## DO THIS
State how many lines in the items below contain the string "round". Reply with the number only.

## MATERIAL PROVIDED
########

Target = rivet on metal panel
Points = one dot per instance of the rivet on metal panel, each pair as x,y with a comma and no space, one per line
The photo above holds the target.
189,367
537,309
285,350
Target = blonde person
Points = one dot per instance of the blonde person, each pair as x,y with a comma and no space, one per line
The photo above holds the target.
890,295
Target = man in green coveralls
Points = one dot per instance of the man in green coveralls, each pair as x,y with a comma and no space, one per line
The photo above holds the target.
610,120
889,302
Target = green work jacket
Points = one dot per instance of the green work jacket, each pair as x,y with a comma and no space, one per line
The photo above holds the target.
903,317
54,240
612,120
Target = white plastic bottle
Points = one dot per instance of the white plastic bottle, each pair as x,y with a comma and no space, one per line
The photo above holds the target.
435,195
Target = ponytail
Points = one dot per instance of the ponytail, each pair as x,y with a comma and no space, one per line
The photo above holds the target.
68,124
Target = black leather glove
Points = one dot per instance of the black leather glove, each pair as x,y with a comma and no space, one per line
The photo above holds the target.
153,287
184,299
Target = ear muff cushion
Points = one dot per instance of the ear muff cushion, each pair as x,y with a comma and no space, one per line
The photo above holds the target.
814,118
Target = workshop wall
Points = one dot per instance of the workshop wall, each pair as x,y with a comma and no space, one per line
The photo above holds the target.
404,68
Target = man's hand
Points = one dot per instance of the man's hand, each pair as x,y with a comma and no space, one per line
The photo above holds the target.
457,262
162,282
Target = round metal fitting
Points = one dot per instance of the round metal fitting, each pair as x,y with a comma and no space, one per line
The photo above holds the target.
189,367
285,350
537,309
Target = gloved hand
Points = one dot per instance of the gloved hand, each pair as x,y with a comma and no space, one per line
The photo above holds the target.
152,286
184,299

########

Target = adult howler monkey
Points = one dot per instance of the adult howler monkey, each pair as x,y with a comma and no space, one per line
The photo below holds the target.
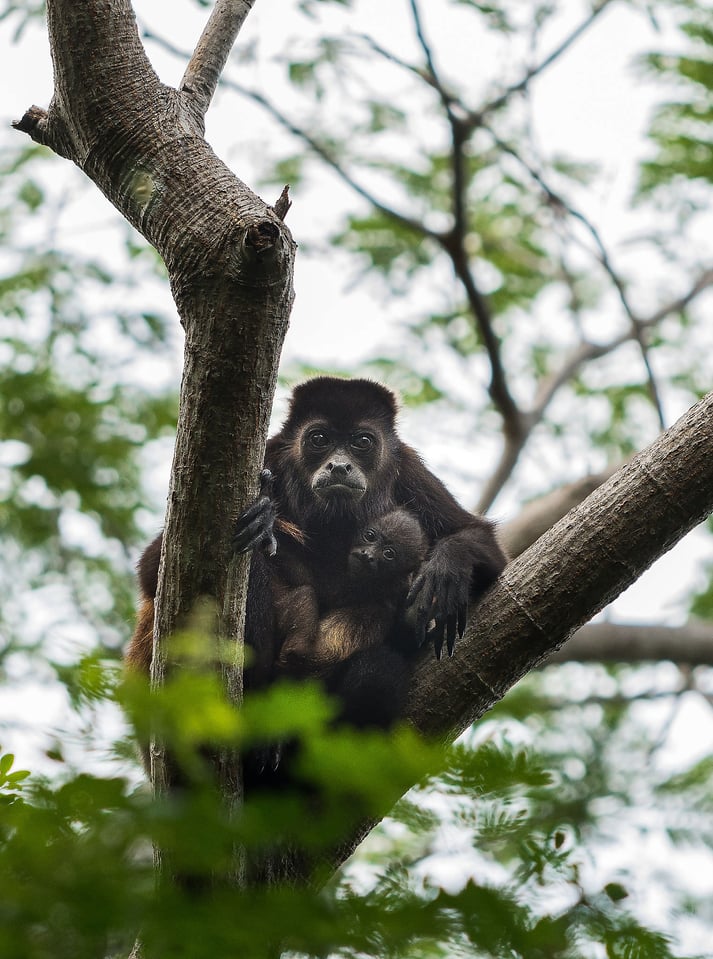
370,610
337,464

########

## WRITTEN REPLY
2